=== EXCERPTED DATA ===
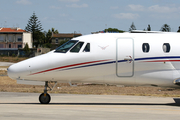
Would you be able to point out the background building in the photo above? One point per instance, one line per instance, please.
(57, 38)
(14, 38)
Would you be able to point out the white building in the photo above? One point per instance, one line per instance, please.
(15, 38)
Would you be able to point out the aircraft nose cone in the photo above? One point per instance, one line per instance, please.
(12, 72)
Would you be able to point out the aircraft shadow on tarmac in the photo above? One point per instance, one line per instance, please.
(130, 104)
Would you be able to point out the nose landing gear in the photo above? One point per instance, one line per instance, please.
(45, 98)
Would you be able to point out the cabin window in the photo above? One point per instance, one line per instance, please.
(166, 47)
(145, 47)
(66, 46)
(87, 48)
(77, 47)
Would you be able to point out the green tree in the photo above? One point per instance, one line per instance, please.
(132, 27)
(35, 27)
(165, 28)
(27, 50)
(149, 28)
(49, 34)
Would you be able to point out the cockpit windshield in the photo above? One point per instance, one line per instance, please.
(66, 46)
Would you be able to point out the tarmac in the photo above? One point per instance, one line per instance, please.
(25, 106)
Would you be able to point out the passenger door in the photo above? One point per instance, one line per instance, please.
(124, 57)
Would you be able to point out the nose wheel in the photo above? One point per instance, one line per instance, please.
(45, 98)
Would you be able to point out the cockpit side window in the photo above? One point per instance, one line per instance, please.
(66, 46)
(77, 47)
(87, 48)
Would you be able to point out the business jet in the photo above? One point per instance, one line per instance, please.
(134, 59)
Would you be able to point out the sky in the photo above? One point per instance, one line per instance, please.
(86, 16)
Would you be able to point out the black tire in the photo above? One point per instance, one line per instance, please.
(44, 99)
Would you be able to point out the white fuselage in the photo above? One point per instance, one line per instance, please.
(114, 58)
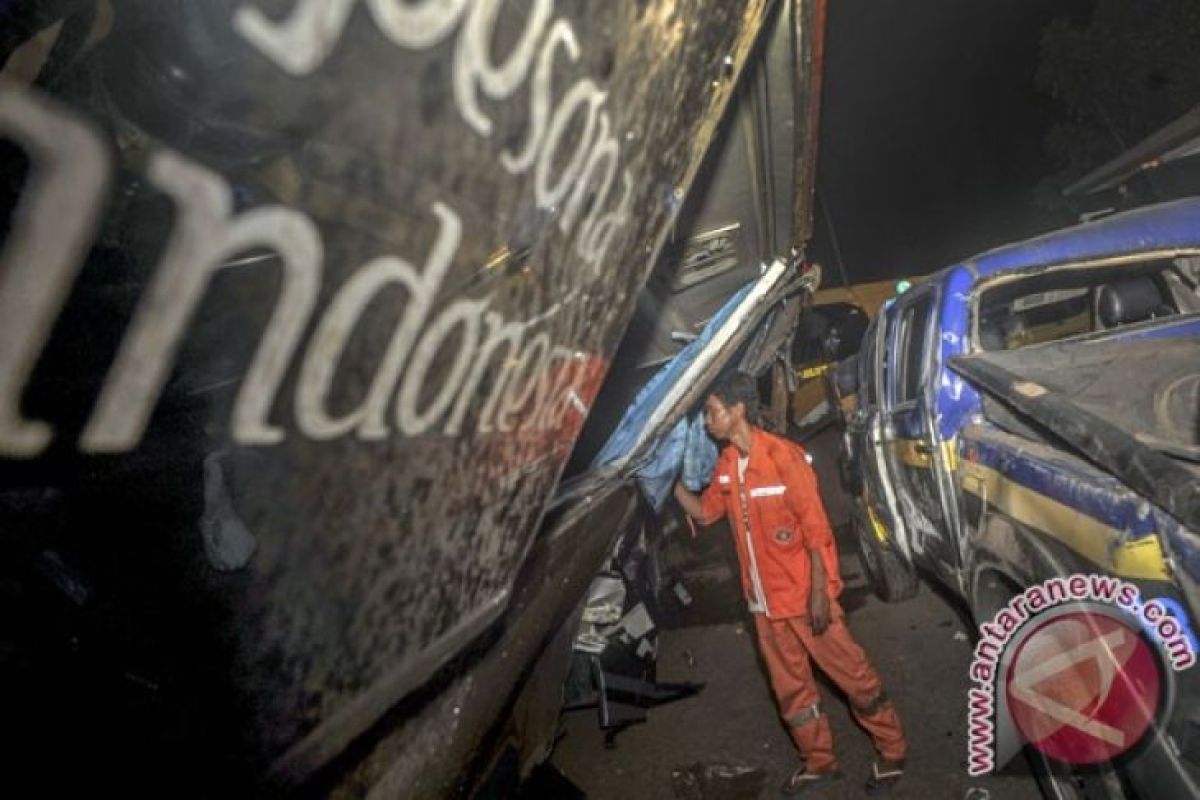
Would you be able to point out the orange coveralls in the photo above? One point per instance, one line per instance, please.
(778, 518)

=== WHAT YOU ARE ASKED TO DO ===
Restate the entire listing word for word, excluding pictures.

=== CORRECT RESPONSE ===
Would you be able to point out the background building in the photo above? One point per instance, one line per instance, please.
(57, 38)
(14, 38)
Would you be able to point out the white building in the photo above? One point per instance, one line per instance, please.
(15, 38)
Would you be able to point out the aircraft nose cone in the photo above? One point per instance, one line per instance, please.
(12, 72)
Would you be able to point out the aircraft shadow on tarmac in the photo above? One point per instance, one line per instance, please.
(130, 104)
Would you be able to point out the nose landing gear in the photo above? One point per instance, one line per instance, please.
(45, 98)
Would you be able to point out the cabin window in the photo above? One point per instance, one line per instance, please.
(166, 47)
(145, 47)
(66, 46)
(87, 48)
(77, 47)
Would you be able to point out the green tree in the photo above? One point per instance, one line per instance, please.
(132, 27)
(35, 27)
(165, 28)
(27, 50)
(149, 28)
(49, 34)
Would you be able to point out the cockpit windshield in the photo above? One point per instance, one line per instance, please.
(66, 46)
Would you be able to point out the tarmac in the photo above? One point per instance, one line per instance, please.
(25, 106)
Would you be able to point out the passenger door in the photo above? One point per instance, one line per instance, please.
(124, 57)
Would you be able to point out the nose wheel in the photo above? One point per instance, one line per instance, please.
(45, 98)
Would you be able to point out the cockpit side window in the photo above? One point per instance, one line per instance, please.
(66, 46)
(77, 47)
(87, 48)
Would you be able to point out the business jet in the photo above? One point per instance, one line per instance, please.
(134, 59)
Would you be able to point out the sky in the photo above? One point per instance, one line per instance, please.
(86, 16)
Would you be able to point out the black tire in the photo above? One point per instance, one line per instance, please.
(44, 99)
Would you be able to point out the white fuselage in the photo above? One point per instance, one line per instance, please.
(114, 58)
Would you be able to point out the orange coveralls in the photo above? One point per instance, one line per instance, please.
(778, 518)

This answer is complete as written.